Source:
-- START --

April 12, 2014 11:10 am

William Astley says:
April 12, 2014 at 10:33 am
You continue to be in denial.
Indeed, I deny that your flights of fancy have any validity.
The Dansgaard-Oeschger cooling has started.
No evidence for that. An the D-O events are not due to the sun in the first place as I have shown you many times.

April 12, 2014 11:23 am

William Astley
The Dansgaard-Oeschger cooling has started.
Henry says
generally I like your (skeptical) comments here
but I am puzzled as to why you would reject the Gleissberg (87 years) and de Vries/Suess (208 years) weather cycles for which there is clear evidence in the holocene
http://wattsupwiththat.com/2014/04/10/more-support-for-svensmarks-cosmic-ray-modulation-of-earths-climate-hypothesis/#comment-1611712

Editor
April 12, 2014 12:41 pm

Dr Norman Page says:
April 12, 2014 at 6:31 am

Willis You continue to evade the issue. Here is the part of my 6.13 post which dealt with the questions you asked .

” Willis most of your questions are answered in the original Steinhilber paper and supporting data which was linked to in the post on my site.
“Furthermore Fig 8 shows that the cosmic ray intensity time series derived from the 10Be data is the most useful proxy relating solar activity to temperature and climate. – see Fig 3 CD from Steinhilber
http://www.pnas.org/content/early/2012/03/30/1118965109.full.pdf
As to the temperature you failed ( somewhat surprisingly) to catch the significance of the letters OWSMD on the figs These correlate the cosmic ray intensities peaks to the well documented temperature minima in the last 1000 years.”

Dr. Page, I make it a practice to avoid, not evade but avoid, people who accuse me of evasion.
However, I am avoiding you for several reasons. The first one is that to date, I haven’t figured out what your point is. Is it that cosmic rays may influence slow long-term processes? I find that possible, but if so, why don’t the effects vary with the 11-year cycle of cosmic rays? Why would big variations be ignored and small variations slavishly followed. Or is your issue that my analysis is wrong? I can’t make heads or tails of your position, and frankly, i grow less interested by the moment in trying to figure it out. I don’t have a clue just what is your point, because your writing is frustratingly opaque.
The second reason I avoid you is that interactions with you are unpleasant. You are continually attacking people personally, for instance accusing me of “evading the issue”. Truth is, Doc, I don’t care in the slightest about your thoughts and claims. I’m not evading them, I just find them pathetic, and in addition you often layer them with the petty and the personal.
Third, you don’t own up to what you’ve done. You sent me to view a graph which had lots and lots of missing information. When I pointed that out, you say

Willis most of your questions are answered in the original Steinhilber paper and supporting data which was linked to in the post on my site

Look, fool, you just sent me on a wild-goose chase to a singleton graph which was useless due to lack of supporting information.

-- END --

Your tasks:
1. Answer these questions using the comment thread above:
(a) How many years does the comment thread give for the Gleissberg cycle?
(b) According to Dr Norman Page, what do the letters OWSMD on the figures correlate?
(c) At what date and time was the comment by Dr Norman Page that the Editor quotes posted?
2. Copy word for word the part of the comment thread from "Dr Norman Page" up to and including "me of evasion.".

Given information:

-- START --

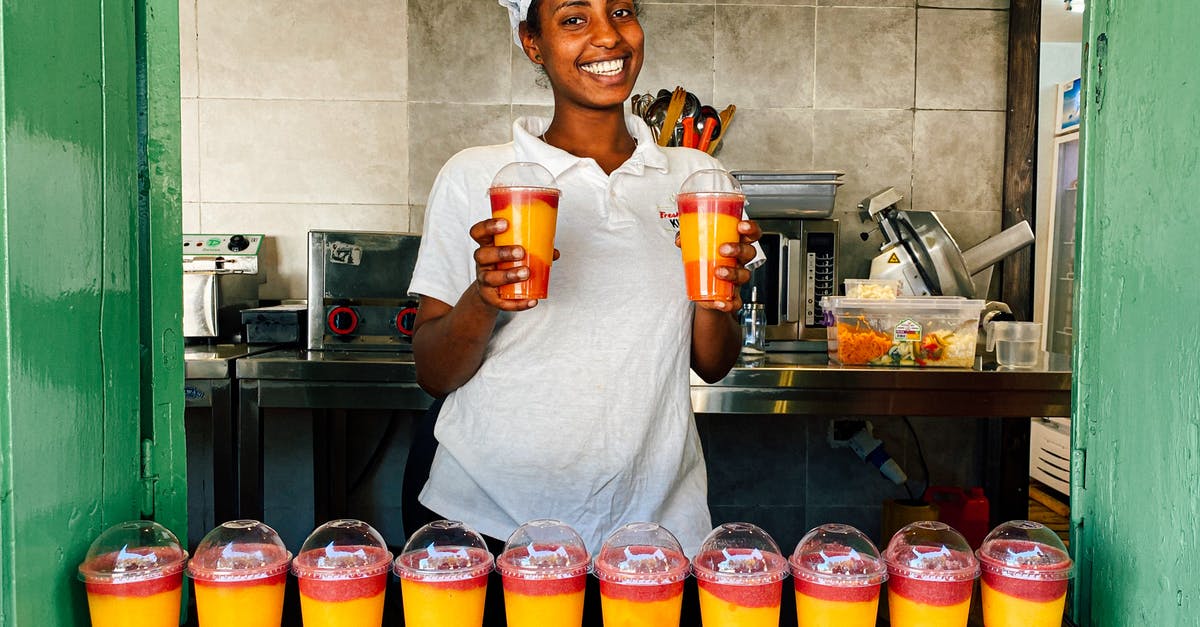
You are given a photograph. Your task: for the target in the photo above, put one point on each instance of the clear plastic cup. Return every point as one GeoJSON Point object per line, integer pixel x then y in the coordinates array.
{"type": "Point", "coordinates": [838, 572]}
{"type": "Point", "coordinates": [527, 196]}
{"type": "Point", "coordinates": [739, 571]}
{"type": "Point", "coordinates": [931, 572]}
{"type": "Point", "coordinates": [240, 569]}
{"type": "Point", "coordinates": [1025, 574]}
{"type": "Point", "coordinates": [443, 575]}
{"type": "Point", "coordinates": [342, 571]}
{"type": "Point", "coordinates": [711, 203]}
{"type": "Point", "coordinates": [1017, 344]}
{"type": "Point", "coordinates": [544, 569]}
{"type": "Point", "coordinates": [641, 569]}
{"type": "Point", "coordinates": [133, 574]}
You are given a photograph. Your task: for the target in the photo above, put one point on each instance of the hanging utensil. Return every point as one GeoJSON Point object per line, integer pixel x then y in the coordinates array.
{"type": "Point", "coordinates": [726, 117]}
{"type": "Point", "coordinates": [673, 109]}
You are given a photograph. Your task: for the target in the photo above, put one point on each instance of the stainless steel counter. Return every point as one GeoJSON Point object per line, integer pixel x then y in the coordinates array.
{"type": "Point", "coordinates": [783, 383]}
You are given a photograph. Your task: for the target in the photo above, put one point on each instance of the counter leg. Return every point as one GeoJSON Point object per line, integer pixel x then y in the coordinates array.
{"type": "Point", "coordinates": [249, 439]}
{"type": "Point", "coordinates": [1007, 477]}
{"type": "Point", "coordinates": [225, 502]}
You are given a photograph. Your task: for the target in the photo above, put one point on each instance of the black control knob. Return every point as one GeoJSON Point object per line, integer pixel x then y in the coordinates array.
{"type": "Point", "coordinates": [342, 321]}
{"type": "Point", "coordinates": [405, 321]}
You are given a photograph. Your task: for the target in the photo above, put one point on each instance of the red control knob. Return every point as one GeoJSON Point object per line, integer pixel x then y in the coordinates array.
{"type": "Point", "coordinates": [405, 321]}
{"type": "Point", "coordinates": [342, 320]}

-- END --
-- START --

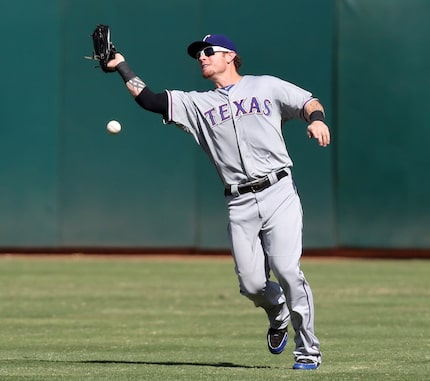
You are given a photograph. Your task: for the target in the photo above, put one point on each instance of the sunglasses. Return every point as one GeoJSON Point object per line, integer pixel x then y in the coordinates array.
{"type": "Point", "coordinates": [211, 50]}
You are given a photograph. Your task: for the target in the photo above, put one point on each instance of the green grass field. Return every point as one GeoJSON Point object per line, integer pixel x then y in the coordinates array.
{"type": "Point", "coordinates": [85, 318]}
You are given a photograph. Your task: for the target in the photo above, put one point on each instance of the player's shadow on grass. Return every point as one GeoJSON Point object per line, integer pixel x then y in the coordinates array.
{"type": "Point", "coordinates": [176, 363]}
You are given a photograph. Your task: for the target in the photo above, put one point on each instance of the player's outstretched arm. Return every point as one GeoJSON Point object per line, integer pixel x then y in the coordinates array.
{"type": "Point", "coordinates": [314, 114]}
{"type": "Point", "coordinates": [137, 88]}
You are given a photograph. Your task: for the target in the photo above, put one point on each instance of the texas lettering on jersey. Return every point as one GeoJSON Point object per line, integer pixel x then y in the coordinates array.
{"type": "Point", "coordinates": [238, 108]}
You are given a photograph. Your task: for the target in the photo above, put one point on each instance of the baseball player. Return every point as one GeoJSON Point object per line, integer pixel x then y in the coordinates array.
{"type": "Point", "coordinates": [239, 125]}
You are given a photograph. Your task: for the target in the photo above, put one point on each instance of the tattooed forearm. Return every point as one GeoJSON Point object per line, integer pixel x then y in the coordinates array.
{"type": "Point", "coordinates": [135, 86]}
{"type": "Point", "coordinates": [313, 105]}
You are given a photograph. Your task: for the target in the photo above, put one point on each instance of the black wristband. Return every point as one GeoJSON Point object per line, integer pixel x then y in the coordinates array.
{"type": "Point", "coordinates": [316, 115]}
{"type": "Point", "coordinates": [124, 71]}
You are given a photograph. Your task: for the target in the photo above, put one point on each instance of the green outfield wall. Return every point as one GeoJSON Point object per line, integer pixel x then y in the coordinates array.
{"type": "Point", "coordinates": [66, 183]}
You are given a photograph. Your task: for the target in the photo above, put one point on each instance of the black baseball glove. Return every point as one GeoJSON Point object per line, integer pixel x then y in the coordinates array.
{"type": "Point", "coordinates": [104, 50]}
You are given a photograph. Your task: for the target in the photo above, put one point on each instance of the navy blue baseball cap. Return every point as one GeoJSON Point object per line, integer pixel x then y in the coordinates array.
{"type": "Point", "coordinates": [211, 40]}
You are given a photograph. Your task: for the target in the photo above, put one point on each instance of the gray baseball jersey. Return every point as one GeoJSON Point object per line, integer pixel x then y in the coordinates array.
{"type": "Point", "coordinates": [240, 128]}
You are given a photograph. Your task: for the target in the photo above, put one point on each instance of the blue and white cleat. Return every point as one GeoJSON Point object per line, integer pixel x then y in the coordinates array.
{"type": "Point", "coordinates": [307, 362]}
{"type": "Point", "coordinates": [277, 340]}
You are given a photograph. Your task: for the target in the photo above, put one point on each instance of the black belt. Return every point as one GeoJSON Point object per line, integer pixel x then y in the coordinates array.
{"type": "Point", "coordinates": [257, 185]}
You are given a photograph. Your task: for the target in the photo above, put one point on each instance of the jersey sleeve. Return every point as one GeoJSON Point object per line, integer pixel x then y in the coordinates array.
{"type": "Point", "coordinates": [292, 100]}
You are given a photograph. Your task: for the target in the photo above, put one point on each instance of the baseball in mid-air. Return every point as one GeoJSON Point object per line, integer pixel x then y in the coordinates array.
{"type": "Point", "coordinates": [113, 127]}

-- END --
-- START --

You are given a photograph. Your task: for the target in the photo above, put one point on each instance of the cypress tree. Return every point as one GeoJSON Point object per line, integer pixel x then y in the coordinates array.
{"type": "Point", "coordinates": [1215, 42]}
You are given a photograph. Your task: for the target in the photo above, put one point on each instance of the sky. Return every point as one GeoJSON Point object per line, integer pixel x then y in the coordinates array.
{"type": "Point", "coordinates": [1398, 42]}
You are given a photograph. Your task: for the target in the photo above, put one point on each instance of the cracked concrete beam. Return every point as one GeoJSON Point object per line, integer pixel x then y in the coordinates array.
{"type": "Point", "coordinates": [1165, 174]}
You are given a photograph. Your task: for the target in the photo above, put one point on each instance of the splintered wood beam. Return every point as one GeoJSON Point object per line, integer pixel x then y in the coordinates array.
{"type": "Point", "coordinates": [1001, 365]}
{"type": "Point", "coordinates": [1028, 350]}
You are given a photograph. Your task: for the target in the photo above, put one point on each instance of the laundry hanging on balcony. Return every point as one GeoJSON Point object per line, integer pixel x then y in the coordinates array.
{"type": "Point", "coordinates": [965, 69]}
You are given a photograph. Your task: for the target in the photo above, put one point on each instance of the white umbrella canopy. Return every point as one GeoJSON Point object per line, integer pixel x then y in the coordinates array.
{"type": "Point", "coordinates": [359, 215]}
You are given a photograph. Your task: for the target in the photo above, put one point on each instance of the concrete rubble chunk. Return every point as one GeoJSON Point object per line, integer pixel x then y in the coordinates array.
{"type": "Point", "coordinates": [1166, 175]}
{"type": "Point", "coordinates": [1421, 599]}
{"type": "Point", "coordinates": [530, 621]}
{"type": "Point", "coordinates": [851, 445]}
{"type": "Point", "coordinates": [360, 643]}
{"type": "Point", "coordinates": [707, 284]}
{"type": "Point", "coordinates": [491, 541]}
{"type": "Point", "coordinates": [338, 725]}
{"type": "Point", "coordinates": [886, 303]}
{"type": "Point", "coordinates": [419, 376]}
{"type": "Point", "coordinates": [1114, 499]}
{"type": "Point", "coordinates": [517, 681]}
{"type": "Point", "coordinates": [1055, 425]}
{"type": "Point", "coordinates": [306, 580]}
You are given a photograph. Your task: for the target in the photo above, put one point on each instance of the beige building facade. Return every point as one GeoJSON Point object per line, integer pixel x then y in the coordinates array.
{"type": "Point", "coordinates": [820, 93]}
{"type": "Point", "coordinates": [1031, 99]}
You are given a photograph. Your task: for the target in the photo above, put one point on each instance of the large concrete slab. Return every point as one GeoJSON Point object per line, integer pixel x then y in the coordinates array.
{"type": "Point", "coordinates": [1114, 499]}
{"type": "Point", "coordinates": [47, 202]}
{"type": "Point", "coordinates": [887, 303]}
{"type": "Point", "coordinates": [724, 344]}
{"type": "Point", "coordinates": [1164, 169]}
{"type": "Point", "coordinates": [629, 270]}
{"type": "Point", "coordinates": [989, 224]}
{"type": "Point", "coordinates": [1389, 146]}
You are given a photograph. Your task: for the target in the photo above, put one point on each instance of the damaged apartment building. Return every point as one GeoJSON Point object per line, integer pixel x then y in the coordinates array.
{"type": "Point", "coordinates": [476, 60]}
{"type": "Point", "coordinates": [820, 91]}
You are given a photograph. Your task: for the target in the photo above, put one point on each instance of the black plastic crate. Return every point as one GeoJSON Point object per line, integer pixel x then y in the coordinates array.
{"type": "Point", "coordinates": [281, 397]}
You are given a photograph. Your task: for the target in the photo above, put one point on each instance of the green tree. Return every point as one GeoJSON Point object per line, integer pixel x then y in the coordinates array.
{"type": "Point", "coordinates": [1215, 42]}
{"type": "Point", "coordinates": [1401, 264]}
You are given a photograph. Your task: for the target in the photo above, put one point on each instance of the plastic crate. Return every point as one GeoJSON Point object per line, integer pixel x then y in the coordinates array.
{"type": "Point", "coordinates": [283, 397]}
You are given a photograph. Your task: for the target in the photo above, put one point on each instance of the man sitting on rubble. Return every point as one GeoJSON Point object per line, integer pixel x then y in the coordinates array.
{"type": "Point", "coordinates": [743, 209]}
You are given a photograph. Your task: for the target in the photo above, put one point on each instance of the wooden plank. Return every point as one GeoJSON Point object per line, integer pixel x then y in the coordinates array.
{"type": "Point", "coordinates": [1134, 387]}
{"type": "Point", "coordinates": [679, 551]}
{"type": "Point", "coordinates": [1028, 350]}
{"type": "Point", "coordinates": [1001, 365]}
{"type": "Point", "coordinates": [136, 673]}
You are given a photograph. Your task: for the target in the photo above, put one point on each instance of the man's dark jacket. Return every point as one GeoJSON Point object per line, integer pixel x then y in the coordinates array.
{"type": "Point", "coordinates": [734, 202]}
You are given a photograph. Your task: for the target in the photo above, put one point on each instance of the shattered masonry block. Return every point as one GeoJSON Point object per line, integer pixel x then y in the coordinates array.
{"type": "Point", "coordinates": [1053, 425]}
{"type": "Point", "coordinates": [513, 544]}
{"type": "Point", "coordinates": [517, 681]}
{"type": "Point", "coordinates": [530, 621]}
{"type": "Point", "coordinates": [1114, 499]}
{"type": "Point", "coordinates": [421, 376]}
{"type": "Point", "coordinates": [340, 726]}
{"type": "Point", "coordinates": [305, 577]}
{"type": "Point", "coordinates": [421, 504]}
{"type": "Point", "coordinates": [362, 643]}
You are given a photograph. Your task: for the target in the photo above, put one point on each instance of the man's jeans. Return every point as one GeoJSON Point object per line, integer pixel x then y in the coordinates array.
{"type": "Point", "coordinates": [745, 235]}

-- END --

Solutions to the tasks:
1.
(a) 87 years.
(b) They correlate the cosmic ray intensity peaks to the well-documented temperature minima in the last 1000 years.
(c) April 12, 2014 at 6:31 am.

2.
Dr Norman Page says:
April 12, 2014 at 6:31 am

Willis You continue to evade the issue. Here is the part of my 6.13 post which dealt with the questions you asked .

” Willis most of your questions are answered in the original Steinhilber paper and supporting data which was linked to in the post on my site.
“Furthermore Fig 8 shows that the cosmic ray intensity time series derived from the 10Be data is the most useful proxy relating solar activity to temperature and climate. – see Fig 3 CD from Steinhilber
http://www.pnas.org/content/early/2012/03/30/1118965109.full.pdf
As to the temperature you failed ( somewhat surprisingly) to catch the significance of the letters OWSMD on the figs These correlate the cosmic ray intensities peaks to the well documented temperature minima in the last 1000 years.”

Dr. Page, I make it a practice to avoid, not evade but avoid, people who accuse me of evasion.